**Polecenie A:**
Spośród zamieszczonych poniżej wierszy danych podaj w formie listy numerowanej te, które zaczynają się od wiersza zawierającego „Task: confirm every instance of the paved” i kończą na wierszu zawierającym „[[198, 182], [171, 184], [244, 200]]”, wraz z oboma wierszami granicznymi. Puste wiersze należy pominąć.

W konsekwencji, zakład ubezpieczeń przekazał likwidację szkody według kompetencji Ubezpieczeniowemu Funduszowi Gwarancyjnemu w W., który z tytułu zadośćuczynienia wypłacił M. J. kwotę 10.000 zł.

/okoliczności bezsporne, a ponadto: pismo z dnia 15 kwietnia 2013 roku wraz z załącznikami (k. 141, 180 – 184), pismo z dnia 26 lutego 2014 roku (k. 159, 179)/

Na podstawie kolejnej decyzji z 23 sierpnia 2013 r. Ubezpieczeniowy Fundusz Gwarancyjny w W. wypłacił M. J. dalszą kwotę 20.000 zł tytułem zadośćuczynienia oraz kwotę 1.160 zł tytułem odszkodowania za utracony zarobek.

/okoliczności bezsporne/

Powyższy stan faktyczny częściowo posiadał charakter bezsporny, w pozostałym zakresie został ustalony przez Sąd w oparciu o powołane powyżej dowody z dokumentów, pisma, zeznania świadków, zeznania stron oraz opinie biegłych sądowych z zakresu ortopedii, neurologii, rekonstrukcji zdarzeń drogowych oraz motoryzacji.

**Polecenie B:**
Przytocz z fragmentu uzasadnienia wyroku dosłownie tę część, która zaczyna się od słów „W konsekwencji, zakład”, a kończy słowami „kwotę 10.000 zł.”.

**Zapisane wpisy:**
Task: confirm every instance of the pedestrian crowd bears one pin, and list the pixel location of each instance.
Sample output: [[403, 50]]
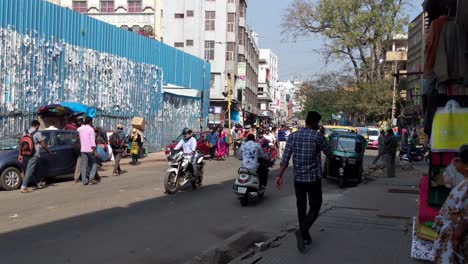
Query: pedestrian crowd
[[92, 148], [221, 138]]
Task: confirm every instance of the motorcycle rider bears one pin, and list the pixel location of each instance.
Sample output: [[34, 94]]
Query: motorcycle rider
[[189, 145], [404, 142], [254, 158]]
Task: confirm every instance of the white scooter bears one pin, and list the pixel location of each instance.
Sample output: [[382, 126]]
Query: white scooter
[[181, 171], [247, 185]]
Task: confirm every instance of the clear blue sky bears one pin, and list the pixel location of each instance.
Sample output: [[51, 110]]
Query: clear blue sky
[[296, 60]]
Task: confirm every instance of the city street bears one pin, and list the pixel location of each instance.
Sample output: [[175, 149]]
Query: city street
[[129, 219]]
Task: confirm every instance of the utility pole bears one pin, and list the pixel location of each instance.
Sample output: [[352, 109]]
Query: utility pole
[[394, 91], [229, 99]]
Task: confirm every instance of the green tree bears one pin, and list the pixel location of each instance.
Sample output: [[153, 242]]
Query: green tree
[[359, 31]]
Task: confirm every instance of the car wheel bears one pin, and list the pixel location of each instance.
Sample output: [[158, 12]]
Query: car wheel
[[10, 179]]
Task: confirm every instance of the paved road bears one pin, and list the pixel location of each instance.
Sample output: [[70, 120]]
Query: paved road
[[129, 219]]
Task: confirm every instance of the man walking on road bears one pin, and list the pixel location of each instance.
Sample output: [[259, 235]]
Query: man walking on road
[[88, 151], [281, 140], [38, 142], [305, 146], [389, 153], [381, 146], [117, 142]]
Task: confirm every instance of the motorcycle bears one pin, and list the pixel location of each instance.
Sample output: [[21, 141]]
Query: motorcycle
[[417, 154], [247, 185], [181, 171]]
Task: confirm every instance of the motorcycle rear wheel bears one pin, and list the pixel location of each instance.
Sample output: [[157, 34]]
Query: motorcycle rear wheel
[[198, 182], [171, 184], [244, 200]]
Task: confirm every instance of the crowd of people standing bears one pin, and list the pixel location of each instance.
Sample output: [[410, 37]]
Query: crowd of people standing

**Wynik ćwiczenia A:**
1. Task: confirm every instance of the paved road bears one pin, and list the pixel location of each instance.
2. Sample output: [[70, 120]]
3. Query: paved road
4. [[129, 219]]
5. Task: confirm every instance of the man walking on road bears one pin, and list the pixel location of each instance.
6. Sample output: [[259, 235]]
7. Query: man walking on road
8. [[88, 151], [281, 140], [38, 142], [305, 146], [389, 153], [381, 146], [117, 142]]
9. Task: confirm every instance of the motorcycle bears one pin, and list the pixel location of each instance.
10. Sample output: [[21, 141]]
11. Query: motorcycle
12. [[417, 154], [247, 185], [181, 171]]
13. Task: confirm every instance of the motorcycle rear wheel bears one pin, and list the pixel location of each instance.
14. Sample output: [[157, 34]]
15. Query: motorcycle rear wheel
16. [[198, 182], [171, 184], [244, 200]]

**Wynik ćwiczenia B:**
W konsekwencji, zakład ubezpieczeń przekazał likwidację szkody według kompetencji Ubezpieczeniowemu Funduszowi Gwarancyjnemu w W., który z tytułu zadośćuczynienia wypłacił M. J. kwotę 10.000 zł.